Extract provided:
■ ■ ■ ■ ■ ■ ■
Mexico's top diplomat on Tuesday said he was asking Cuba about what sort of humanitarian aid would help the Caribbean nation, just as Mexico's leader doubled down on his stance that a decades-old U.S. embargo was to blame for political unrest.
Mexican Foreign Minister Marcelo Ebrard said he was speaking with Cuban officials through Mexico's leadership role in the Community of Latin American and Caribbean States (CELAC), a leftist regional body, after mass street protests on the island over shortages of basic goods.
Ebrard added that he spoke with his Cuban counterpart on Monday in a bid to establish communication and see "what can be done on behalf of the entire community," including what would be needed "to support Cuba from the humanitarian point of view."
Mexican President Andres Manuel Lopez Obrador, speaking alongside Ebrard in a regular news conference, said the tough situation in Cuba was "basically" due to the U.S. economic embargo against the country.
"They are going through a difficult situation that I basically attribute to the blockade," said Lopez Obrador.
Thousands of Cubans participated in mass protests at the weekend calling for President Miguel Diaz-Canel to step down.
The Communist-run island detained some activists and has restricted access to social media and messaging platforms since Monday, according to global internet monitoring firm NetBlocks.
Lopez Obrador, one of the most prominent leftists in Latin America, has urged a peaceful resolution and offered to send medicines, vaccines and food if requested by Cuba.
■ ■ ■ ■ ■ ■ ■
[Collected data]

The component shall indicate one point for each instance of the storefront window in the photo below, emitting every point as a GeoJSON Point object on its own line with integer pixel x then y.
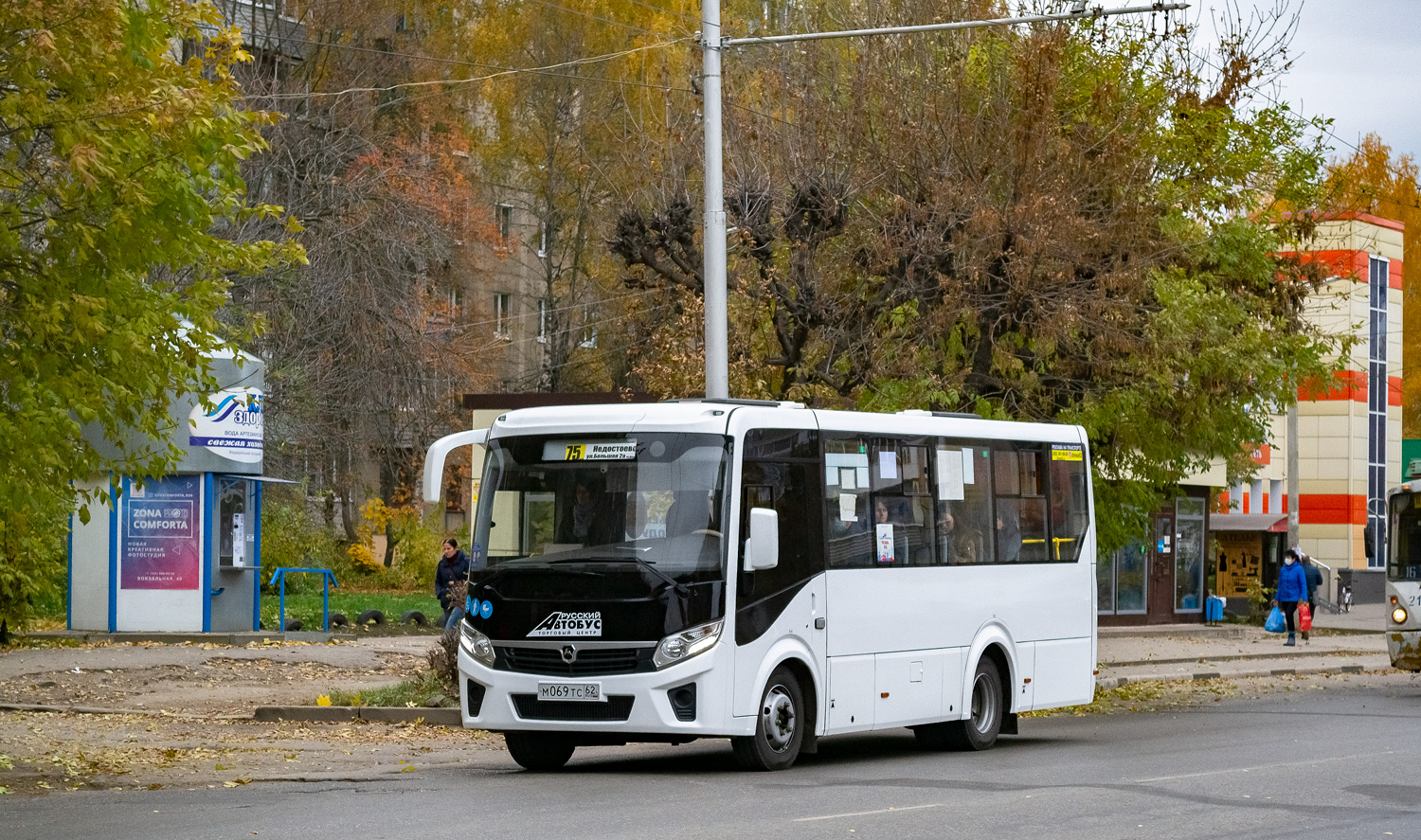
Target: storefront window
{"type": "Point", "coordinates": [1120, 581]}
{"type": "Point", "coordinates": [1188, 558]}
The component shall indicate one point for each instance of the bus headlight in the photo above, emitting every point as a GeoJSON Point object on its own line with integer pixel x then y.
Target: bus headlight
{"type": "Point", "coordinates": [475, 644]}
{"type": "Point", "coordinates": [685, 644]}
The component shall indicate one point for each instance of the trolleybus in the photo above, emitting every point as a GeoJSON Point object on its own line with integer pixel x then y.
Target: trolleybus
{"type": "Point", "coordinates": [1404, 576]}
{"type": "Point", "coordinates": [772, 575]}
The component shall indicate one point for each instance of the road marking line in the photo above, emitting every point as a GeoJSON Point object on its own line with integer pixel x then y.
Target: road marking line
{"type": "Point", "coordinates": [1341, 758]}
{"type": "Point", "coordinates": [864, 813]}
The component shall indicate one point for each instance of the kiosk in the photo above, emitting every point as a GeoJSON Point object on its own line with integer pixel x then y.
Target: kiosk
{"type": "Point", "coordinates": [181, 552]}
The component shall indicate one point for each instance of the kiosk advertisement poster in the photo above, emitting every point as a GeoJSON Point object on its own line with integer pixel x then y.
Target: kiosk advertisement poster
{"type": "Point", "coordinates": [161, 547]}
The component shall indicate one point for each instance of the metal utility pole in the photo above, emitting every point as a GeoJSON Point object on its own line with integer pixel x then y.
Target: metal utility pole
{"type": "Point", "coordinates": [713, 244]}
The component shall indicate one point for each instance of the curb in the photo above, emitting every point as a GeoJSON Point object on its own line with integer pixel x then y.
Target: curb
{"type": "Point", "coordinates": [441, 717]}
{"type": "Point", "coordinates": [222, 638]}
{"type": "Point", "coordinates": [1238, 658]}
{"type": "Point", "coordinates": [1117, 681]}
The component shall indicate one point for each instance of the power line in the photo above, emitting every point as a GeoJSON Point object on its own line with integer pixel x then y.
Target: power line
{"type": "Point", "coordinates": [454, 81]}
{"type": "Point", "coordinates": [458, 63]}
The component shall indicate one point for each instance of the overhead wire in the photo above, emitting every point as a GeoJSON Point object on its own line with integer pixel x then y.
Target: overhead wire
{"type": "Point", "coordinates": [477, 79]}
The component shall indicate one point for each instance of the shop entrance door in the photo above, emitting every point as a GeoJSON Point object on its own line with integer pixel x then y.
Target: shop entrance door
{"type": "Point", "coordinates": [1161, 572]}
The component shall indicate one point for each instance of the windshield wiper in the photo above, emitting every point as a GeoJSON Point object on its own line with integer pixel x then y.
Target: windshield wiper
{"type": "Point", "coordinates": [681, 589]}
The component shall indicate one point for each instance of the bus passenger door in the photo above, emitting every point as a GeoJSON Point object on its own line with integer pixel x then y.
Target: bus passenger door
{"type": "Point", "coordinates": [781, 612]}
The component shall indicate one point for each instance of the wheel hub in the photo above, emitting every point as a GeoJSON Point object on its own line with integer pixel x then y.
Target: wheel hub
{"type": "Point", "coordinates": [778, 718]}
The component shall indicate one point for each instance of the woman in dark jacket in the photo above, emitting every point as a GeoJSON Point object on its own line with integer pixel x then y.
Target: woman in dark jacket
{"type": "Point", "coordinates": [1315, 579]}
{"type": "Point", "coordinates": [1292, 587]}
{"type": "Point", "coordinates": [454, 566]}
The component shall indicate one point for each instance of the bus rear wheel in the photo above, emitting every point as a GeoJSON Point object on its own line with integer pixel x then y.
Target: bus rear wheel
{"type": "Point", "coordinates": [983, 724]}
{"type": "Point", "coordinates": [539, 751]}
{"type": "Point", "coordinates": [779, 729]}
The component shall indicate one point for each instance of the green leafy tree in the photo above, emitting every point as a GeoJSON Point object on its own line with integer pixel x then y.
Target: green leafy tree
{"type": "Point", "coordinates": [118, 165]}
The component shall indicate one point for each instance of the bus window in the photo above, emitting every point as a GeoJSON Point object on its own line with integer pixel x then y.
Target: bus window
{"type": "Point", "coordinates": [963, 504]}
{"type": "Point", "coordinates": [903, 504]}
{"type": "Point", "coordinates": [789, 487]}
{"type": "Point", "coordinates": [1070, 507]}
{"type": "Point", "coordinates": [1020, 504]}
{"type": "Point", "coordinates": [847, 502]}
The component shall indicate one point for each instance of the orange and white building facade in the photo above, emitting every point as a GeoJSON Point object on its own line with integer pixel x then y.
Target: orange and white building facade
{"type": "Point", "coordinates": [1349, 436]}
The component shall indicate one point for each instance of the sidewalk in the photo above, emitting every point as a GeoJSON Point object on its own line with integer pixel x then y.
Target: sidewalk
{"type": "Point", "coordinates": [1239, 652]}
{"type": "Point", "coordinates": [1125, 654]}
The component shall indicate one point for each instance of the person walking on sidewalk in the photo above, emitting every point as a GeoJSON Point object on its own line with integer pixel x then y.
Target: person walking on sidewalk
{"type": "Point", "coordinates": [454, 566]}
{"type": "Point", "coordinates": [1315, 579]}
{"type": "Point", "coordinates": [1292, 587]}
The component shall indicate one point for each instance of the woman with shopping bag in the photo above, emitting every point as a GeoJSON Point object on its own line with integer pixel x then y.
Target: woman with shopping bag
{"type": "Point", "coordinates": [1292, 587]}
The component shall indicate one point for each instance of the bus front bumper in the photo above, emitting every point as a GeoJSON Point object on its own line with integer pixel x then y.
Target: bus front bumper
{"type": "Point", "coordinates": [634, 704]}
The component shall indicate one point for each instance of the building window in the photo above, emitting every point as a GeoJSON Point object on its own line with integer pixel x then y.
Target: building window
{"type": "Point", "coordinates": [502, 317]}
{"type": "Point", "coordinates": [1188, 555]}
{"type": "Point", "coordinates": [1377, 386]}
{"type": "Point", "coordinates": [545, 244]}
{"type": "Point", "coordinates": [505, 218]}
■ ■ ■ ■ ■ ■ ■
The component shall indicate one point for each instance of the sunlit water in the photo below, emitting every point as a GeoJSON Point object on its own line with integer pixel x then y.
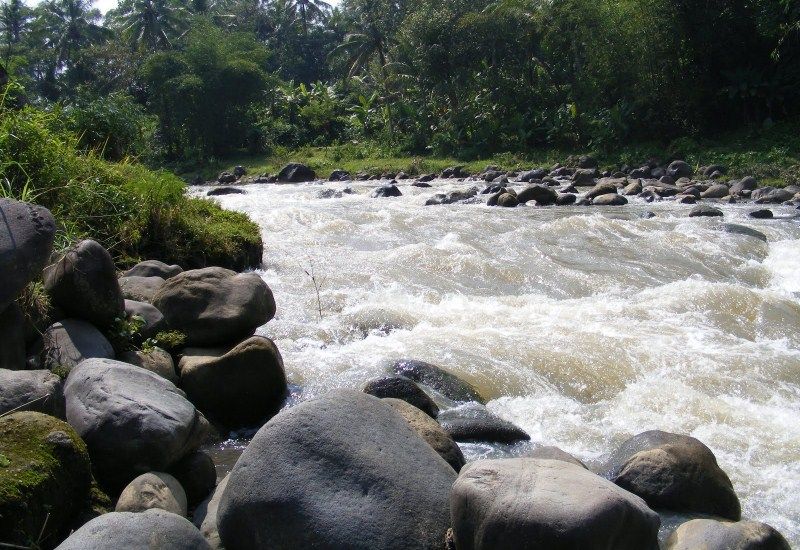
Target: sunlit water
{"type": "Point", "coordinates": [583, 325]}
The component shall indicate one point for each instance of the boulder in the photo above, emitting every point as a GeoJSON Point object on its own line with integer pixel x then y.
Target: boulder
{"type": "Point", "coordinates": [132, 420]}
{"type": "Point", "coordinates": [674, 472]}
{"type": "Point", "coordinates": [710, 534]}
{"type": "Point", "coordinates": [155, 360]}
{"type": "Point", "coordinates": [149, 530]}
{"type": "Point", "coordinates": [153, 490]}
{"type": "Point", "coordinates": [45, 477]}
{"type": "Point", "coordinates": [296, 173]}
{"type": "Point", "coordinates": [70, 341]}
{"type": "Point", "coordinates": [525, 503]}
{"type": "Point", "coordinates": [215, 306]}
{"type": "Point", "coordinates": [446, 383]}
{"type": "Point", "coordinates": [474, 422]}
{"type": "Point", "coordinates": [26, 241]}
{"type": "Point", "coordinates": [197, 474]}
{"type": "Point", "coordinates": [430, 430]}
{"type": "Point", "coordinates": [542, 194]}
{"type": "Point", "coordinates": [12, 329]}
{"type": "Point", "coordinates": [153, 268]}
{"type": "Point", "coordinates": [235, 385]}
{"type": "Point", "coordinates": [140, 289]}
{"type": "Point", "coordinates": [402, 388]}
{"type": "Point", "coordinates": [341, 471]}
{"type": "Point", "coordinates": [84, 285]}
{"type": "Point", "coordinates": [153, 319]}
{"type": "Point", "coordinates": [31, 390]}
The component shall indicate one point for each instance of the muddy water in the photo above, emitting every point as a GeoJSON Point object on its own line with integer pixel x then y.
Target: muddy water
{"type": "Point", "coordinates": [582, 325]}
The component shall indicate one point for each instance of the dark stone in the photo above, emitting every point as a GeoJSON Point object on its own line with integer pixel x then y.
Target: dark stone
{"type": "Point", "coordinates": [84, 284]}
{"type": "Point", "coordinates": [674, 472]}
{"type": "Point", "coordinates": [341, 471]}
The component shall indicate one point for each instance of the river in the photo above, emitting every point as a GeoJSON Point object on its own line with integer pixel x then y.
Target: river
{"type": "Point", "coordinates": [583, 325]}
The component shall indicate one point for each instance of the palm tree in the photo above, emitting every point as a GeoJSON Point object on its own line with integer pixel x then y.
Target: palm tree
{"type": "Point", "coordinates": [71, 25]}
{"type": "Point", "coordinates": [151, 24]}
■ ■ ■ ■ ■ ■ ■
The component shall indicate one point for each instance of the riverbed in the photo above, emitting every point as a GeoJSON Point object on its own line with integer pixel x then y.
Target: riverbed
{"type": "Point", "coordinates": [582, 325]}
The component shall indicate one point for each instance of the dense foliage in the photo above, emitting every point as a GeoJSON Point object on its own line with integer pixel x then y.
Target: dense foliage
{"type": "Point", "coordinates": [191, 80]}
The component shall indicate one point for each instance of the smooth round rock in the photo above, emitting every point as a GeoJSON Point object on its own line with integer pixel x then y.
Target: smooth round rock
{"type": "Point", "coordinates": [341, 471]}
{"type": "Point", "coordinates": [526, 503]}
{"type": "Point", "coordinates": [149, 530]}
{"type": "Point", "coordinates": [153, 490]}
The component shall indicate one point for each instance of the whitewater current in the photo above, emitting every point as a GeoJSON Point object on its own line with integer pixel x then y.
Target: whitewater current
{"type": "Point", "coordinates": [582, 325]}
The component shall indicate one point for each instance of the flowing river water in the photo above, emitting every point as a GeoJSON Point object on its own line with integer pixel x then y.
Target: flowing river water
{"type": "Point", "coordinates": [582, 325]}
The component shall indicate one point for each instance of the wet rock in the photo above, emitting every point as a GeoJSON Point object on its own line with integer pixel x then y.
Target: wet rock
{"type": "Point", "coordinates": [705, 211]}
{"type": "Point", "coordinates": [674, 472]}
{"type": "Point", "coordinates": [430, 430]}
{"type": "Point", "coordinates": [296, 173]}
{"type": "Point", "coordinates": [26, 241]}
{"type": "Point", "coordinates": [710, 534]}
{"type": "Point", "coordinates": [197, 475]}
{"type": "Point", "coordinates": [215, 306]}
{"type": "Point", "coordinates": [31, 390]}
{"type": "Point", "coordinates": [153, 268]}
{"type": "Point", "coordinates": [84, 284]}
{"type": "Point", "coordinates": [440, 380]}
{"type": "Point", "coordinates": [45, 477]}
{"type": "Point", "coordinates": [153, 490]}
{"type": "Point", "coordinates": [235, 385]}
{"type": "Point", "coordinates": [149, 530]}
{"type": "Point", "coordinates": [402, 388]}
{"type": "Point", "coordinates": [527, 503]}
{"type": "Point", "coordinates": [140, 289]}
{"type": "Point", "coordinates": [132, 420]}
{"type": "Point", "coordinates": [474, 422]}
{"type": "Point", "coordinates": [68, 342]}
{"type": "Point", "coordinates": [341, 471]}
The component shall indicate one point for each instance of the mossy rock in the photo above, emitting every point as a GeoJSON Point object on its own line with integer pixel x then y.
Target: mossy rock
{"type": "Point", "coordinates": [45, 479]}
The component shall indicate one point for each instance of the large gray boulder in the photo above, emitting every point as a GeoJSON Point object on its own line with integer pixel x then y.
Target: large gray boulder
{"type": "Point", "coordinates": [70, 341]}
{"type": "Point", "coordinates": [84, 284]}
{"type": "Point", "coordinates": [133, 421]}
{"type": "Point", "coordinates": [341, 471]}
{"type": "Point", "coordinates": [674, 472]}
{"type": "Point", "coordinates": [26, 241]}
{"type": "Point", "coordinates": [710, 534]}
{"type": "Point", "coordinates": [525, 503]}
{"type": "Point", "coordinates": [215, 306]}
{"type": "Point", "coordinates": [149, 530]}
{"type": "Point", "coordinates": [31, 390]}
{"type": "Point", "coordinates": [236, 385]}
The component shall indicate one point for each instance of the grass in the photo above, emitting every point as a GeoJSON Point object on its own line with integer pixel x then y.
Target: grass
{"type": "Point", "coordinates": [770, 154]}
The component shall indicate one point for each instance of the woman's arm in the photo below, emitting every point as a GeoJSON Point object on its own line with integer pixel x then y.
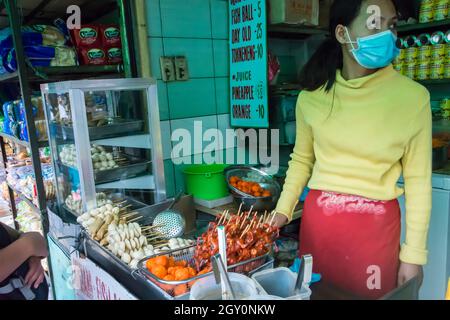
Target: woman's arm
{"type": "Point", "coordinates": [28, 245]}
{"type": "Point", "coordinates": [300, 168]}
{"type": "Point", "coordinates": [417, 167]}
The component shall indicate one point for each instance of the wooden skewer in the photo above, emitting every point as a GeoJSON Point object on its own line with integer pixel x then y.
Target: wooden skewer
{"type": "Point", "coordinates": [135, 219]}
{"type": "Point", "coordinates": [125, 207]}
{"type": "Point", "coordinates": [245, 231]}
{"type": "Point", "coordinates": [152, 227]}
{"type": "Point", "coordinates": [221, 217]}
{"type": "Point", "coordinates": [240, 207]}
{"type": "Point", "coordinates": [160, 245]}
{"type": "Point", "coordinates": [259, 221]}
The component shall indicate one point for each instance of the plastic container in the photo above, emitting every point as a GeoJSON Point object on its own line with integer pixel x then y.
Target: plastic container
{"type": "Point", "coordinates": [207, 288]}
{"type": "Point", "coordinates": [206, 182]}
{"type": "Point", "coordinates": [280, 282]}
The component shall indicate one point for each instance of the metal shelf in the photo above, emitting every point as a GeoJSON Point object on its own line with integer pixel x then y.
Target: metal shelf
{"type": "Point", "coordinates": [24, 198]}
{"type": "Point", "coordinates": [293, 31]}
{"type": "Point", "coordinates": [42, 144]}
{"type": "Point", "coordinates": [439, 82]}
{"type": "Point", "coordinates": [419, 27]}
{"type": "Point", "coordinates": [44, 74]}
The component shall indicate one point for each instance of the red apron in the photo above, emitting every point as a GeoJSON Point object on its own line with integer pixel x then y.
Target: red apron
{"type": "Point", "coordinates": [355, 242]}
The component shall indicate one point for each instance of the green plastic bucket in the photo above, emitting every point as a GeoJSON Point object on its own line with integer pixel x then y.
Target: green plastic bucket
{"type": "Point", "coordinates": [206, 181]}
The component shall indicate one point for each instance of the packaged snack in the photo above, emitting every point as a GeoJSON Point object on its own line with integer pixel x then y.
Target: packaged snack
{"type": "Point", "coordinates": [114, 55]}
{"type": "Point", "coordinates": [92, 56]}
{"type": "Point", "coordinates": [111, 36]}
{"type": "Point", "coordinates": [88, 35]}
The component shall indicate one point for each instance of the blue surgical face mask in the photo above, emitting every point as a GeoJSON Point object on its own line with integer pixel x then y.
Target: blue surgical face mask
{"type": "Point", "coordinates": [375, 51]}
■ ■ ■ ■ ■ ■ ■
Task list:
A - Answer these from the article on Mexico and Cuba above:
(i) Through which regional body is Marcelo Ebrard speaking with Cuban officials?
(ii) On which day did Ebrard speak with his Cuban counterpart?
(iii) According to NetBlocks, what has Cuba restricted access to since Monday?
B - Reproduce everything in the article on Mexico and Cuba from "Mexican Foreign Minister" down to "against the country.".

Answers for the exercise:
A -
(i) The Community of Latin American and Caribbean States (CELAC)
(ii) Monday
(iii) Social media and messaging platforms

B -
Mexican Foreign Minister Marcelo Ebrard said he was speaking with Cuban officials through Mexico's leadership role in the Community of Latin American and Caribbean States (CELAC), a leftist regional body, after mass street protests on the island over shortages of basic goods.
Ebrard added that he spoke with his Cuban counterpart on Monday in a bid to establish communication and see "what can be done on behalf of the entire community," including what would be needed "to support Cuba from the humanitarian point of view."
Mexican President Andres Manuel Lopez Obrador, speaking alongside Ebrard in a regular news conference, said the tough situation in Cuba was "basically" due to the U.S. economic embargo against the country.